*Directions for this task*:
Among the entries below, which lines include the string "covered"? Show each one.

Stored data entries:
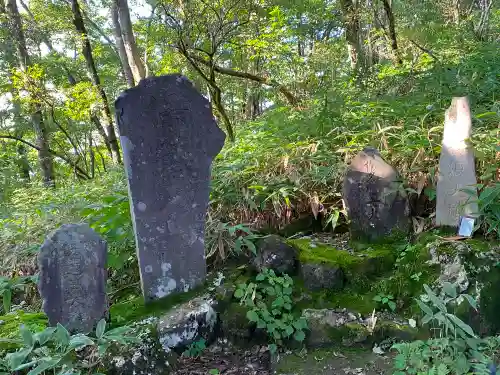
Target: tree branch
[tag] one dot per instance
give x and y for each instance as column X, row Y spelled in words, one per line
column 428, row 51
column 67, row 160
column 294, row 101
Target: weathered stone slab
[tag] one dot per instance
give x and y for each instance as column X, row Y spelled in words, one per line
column 456, row 167
column 169, row 139
column 376, row 201
column 72, row 282
column 187, row 323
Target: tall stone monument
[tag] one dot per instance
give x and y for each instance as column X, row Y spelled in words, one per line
column 169, row 138
column 72, row 282
column 456, row 167
column 376, row 202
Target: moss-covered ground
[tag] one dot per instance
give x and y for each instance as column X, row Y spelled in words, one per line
column 334, row 362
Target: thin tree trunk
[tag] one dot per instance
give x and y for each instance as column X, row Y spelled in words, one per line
column 92, row 156
column 252, row 77
column 44, row 156
column 133, row 55
column 94, row 76
column 10, row 60
column 52, row 152
column 352, row 26
column 121, row 46
column 392, row 31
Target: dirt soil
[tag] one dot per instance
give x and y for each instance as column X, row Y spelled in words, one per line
column 331, row 362
column 223, row 358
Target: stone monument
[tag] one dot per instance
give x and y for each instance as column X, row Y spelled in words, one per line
column 456, row 167
column 375, row 198
column 72, row 281
column 169, row 138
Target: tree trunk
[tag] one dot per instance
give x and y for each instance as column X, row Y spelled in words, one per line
column 352, row 24
column 392, row 31
column 42, row 142
column 87, row 53
column 121, row 46
column 133, row 55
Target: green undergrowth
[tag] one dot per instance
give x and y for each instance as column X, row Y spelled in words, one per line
column 10, row 336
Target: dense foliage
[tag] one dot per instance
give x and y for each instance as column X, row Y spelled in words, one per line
column 299, row 87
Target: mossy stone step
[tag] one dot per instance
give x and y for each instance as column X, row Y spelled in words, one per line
column 357, row 267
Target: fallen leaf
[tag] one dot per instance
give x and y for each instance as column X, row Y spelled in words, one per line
column 314, row 201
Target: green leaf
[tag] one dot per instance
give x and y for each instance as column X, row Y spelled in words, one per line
column 261, row 324
column 102, row 348
column 271, row 327
column 472, row 301
column 434, row 299
column 270, row 291
column 27, row 336
column 239, row 293
column 426, row 309
column 44, row 336
column 251, row 246
column 101, row 327
column 79, row 341
column 273, row 348
column 442, row 369
column 44, row 365
column 466, row 328
column 299, row 336
column 289, row 331
column 62, row 335
column 449, row 289
column 253, row 316
column 300, row 324
column 17, row 358
column 260, row 277
column 7, row 300
column 278, row 302
column 426, row 319
column 400, row 362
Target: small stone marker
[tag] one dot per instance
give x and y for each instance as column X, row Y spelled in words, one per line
column 169, row 139
column 72, row 282
column 456, row 167
column 376, row 202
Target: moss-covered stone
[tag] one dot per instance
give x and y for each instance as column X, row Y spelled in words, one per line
column 235, row 325
column 343, row 328
column 324, row 361
column 135, row 308
column 357, row 267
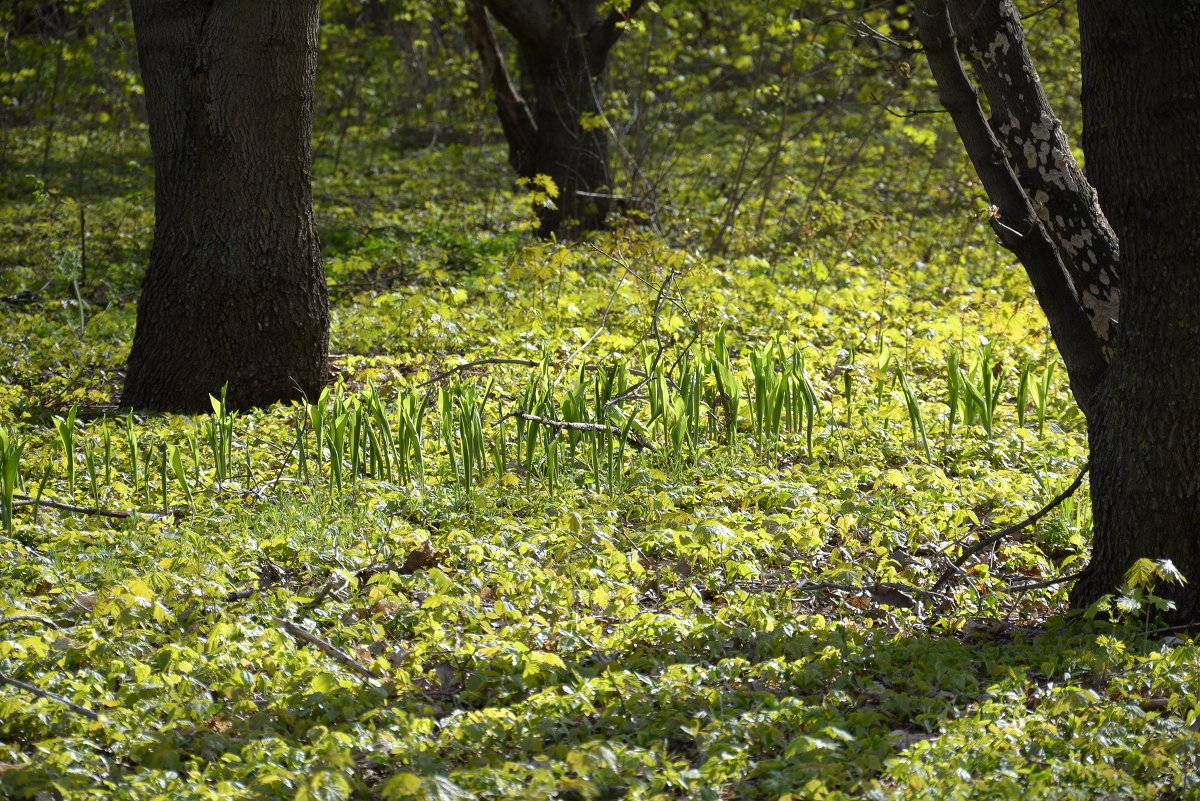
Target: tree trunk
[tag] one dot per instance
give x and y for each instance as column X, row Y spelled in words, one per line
column 1140, row 124
column 235, row 293
column 571, row 143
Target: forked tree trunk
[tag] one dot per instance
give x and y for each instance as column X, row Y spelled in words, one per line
column 1137, row 380
column 1141, row 137
column 235, row 291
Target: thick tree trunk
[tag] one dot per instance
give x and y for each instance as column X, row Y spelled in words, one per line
column 235, row 290
column 1140, row 137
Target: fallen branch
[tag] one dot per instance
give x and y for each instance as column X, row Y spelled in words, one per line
column 478, row 362
column 1038, row 585
column 634, row 438
column 47, row 694
column 339, row 655
column 12, row 619
column 990, row 540
column 118, row 513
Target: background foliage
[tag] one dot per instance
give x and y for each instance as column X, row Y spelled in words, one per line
column 803, row 377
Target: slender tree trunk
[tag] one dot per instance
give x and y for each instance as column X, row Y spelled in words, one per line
column 553, row 124
column 235, row 291
column 1143, row 148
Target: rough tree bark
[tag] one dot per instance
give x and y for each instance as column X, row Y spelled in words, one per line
column 563, row 52
column 1140, row 136
column 1138, row 389
column 235, row 291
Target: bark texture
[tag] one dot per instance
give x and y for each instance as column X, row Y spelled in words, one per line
column 1141, row 137
column 553, row 125
column 1141, row 118
column 235, row 290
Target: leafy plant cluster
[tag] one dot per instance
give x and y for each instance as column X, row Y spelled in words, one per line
column 690, row 510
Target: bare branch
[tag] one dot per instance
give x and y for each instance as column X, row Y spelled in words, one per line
column 1007, row 531
column 47, row 694
column 528, row 20
column 12, row 619
column 339, row 655
column 1015, row 222
column 634, row 438
column 119, row 513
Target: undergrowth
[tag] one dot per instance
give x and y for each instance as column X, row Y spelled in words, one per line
column 628, row 518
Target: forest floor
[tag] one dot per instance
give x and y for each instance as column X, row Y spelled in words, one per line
column 747, row 573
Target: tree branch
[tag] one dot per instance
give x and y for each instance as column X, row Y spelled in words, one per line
column 339, row 655
column 1009, row 530
column 634, row 438
column 1015, row 222
column 516, row 119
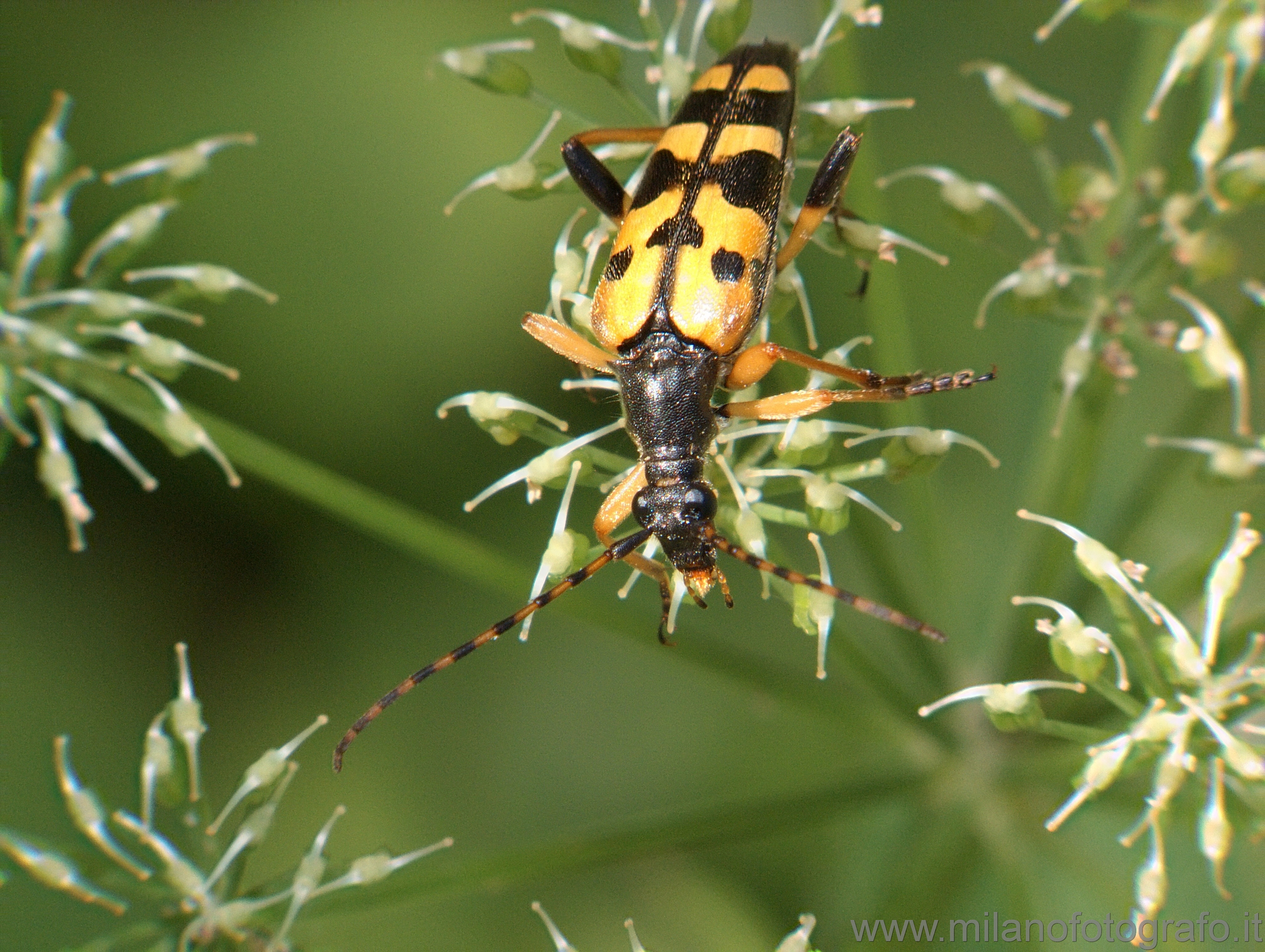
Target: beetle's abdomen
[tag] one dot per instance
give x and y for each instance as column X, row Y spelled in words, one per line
column 698, row 243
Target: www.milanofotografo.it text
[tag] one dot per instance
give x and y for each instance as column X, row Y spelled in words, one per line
column 1144, row 934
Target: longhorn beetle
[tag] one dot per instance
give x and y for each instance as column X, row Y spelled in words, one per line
column 685, row 284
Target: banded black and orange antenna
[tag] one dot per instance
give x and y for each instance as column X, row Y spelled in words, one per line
column 614, row 554
column 862, row 605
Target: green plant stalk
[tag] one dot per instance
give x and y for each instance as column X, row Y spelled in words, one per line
column 1078, row 734
column 1126, row 703
column 889, row 324
column 458, row 554
column 1143, row 659
column 722, row 825
column 1044, row 483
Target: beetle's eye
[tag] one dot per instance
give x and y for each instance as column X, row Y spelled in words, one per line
column 642, row 509
column 698, row 505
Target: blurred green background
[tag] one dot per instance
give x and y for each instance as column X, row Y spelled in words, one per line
column 713, row 792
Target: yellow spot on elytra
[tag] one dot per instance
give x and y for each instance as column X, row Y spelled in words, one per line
column 622, row 308
column 720, row 314
column 685, row 141
column 767, row 79
column 715, row 79
column 746, row 138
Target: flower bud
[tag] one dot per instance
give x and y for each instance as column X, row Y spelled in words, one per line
column 40, row 258
column 1243, row 176
column 797, row 941
column 1035, row 279
column 87, row 812
column 108, row 305
column 266, row 771
column 501, row 415
column 253, row 828
column 520, row 177
column 126, row 237
column 1100, row 773
column 968, row 199
column 1248, row 45
column 1099, row 9
column 186, row 720
column 1224, row 581
column 1025, row 105
column 848, row 112
column 57, row 472
column 57, row 873
column 378, row 867
column 1216, row 135
column 179, row 165
column 181, row 430
column 555, row 934
column 589, row 46
column 561, row 554
column 156, row 351
column 208, row 280
column 307, row 881
column 1013, row 710
column 1216, row 361
column 1099, row 563
column 1152, row 887
column 882, row 242
column 179, row 872
column 157, row 765
column 1215, row 830
column 484, row 66
column 46, row 157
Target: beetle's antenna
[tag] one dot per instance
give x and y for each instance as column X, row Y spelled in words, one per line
column 795, row 578
column 614, row 554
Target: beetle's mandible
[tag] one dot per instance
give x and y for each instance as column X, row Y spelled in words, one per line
column 686, row 283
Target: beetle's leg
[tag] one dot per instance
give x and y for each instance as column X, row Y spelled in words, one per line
column 796, row 404
column 757, row 361
column 596, row 180
column 618, row 507
column 563, row 340
column 823, row 194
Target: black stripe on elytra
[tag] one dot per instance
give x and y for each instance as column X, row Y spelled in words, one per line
column 728, row 266
column 779, row 55
column 662, row 173
column 762, row 108
column 618, row 266
column 678, row 230
column 702, row 107
column 751, row 180
column 722, row 108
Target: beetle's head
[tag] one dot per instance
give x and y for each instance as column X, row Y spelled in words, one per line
column 680, row 516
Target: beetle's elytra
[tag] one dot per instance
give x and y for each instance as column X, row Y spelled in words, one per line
column 686, row 281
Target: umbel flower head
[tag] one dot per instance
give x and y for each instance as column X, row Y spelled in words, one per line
column 173, row 902
column 71, row 344
column 796, row 941
column 1203, row 720
column 796, row 477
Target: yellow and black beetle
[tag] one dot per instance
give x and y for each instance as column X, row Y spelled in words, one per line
column 685, row 284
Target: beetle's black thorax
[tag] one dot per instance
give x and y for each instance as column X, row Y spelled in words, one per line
column 667, row 385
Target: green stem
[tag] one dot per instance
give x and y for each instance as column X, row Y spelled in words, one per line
column 886, row 714
column 1126, row 703
column 1143, row 659
column 723, row 825
column 1078, row 734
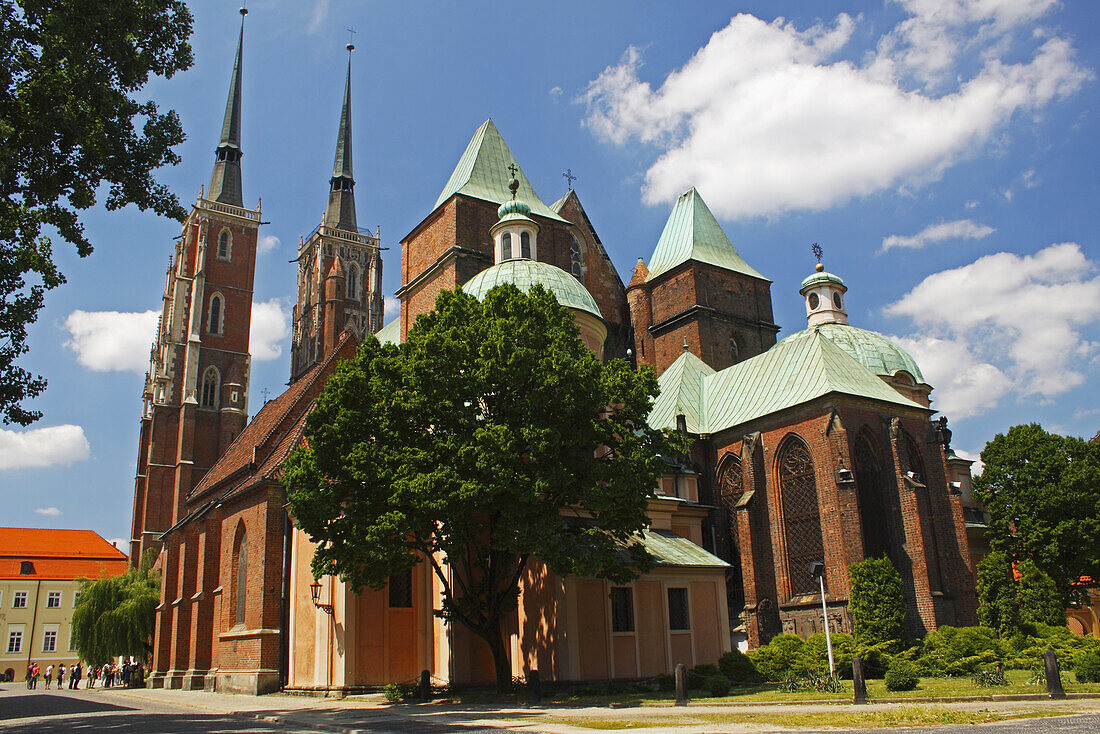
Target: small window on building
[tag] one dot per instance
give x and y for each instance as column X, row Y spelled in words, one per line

*Reply to the task*:
Target: moss-covered ground
Target: moss-covered stone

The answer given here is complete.